Links are always attached to components and subcomponents, and they must be specified in the configuration file. To connect two components, a Python Link object must be created, and connect() is called on the Python link object with the Python component object, the name of the link (i.e., port name), and link latencies. Components connected this way can send event objects using the corresponding C++ link object to each other by calling the send() method of class Link.

Note that the naming here is a little bit confusing, because in the simulator implementation, class Link is more similar to end points of a link (i.e., the conception of ports in SST), while in Python configuration, the sst.Link object represents a connection, and users need to explicitly call connect() on the link object, with component objects and port names as arguments. The simulator then, during initialization stage, maps Python sst.Link objects into class LinkPair objects, and for each port name that is explicitly connected in the configuration, creates a class Link object. The simulator also does not implement any connection object. Instead, it just let link objects keep a reference to each other, and directly use the reference for event delivery.

Link Initialization and Configuration

Link configuration is processed during initialization, in function prepareLinks() of class Simulation_impl. This function creates link objects for each component as instructed by the configuration file (which is parsed into a configuration graph), inserts them into the per-component map linkMap (contained in class ComponentInfo), and connects link objects using a class LinkPair object. The link pair object will set pair_link, which is the data member of class Link, to the other link object constituting the connection, essentially connecting the two link objects. After link initialization, link objects can be retrieved by calling getLink() on the per-component class LinkMap object with the port name appearing in the Python configuration file.

Note that only connected ports in the Python configuration file are initialized as link objects. Components and subcomponents can retrieve the initialized link objects by calling the member function configureLink() (which has several different flavors), passing the port name that occurs in the configuration file as the first argument. Link objects can thus be further configured (e.g., binding to a call back function) after they are initialized by component’s member functions.

After prepareLinks(), connected link objects have been created and hold a reference to each other, but configuration has not finished yet, because the call back functions have not been registered. This is indicated by the fact that the boolean data member configured of class Link is still set to false. This cannot be done, however, in the Python configuration file, and must be performed by the component itself. During component initialization, which is performed in performWireUp() of class Simulation_impl, the constructor needs to call configureLink(), which is defined in class BaseComponent, with the name of the port (which should match the name specified in the configuration file), a time converter object (or any equivalence that can be converted to the time converter), and a functor object of type class Event::Handler wrapping the call back function and the object instance as the argument. The call back function is registered with the specified link object by calling setFunctor(), and configuration concludes by calling setAsConfigured() to set configured to true.

_Supplied information_.
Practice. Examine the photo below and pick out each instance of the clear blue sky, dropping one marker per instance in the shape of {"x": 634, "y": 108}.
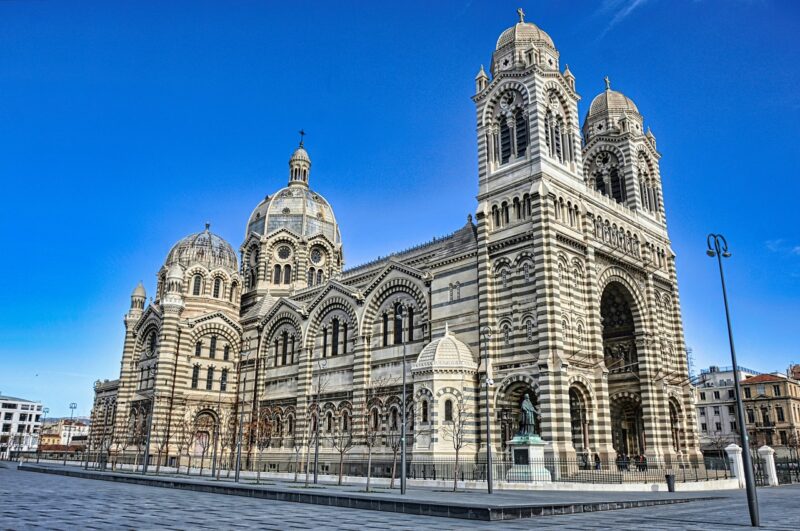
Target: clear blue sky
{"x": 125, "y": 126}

_Instruction A_. Repeat the part of the text on SST links that opens with the words containing "Links are always" and closes with "of class Link.".
_Instruction B_.
Answer these questions from the text on SST links:
(i) In which function of class Simulation_impl is link configuration processed?
(ii) Which data member of class Link does the link pair object set?
(iii) Which function is called to set configured to true?
_Instruction C_. Translate this sentence from the text on SST links into Spanish: "The simulator also does not implement any connection object."
The listing has no connection to the text on SST links.

_Solution A_.
Links are always attached to components and subcomponents, and they must be specified in the configuration file. To connect two components, a Python Link object must be created, and connect() is called on the Python link object with the Python component object, the name of the link (i.e., port name), and link latencies. Components connected this way can send event objects using the corresponding C++ link object to each other by calling the send() method of class Link.

_Solution B_.
(i) prepareLinks()
(ii) pair_link
(iii) setAsConfigured()

_Solution C_. El simulador tampoco implementa ningún objeto de conexión.